--- WHAT IS REQUIRED ---
Would you transcribe each of the entries exactly, with nothing added or dropped?
○ ○ ○ ○ ○ ○ ○
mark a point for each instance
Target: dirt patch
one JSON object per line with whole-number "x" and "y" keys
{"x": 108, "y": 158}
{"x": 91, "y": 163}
○ ○ ○ ○ ○ ○ ○
--- TASK OUTPUT ---
mark a point for each instance
Target: dirt patch
one JSON object per line with whole-number "x" and "y" keys
{"x": 108, "y": 158}
{"x": 91, "y": 163}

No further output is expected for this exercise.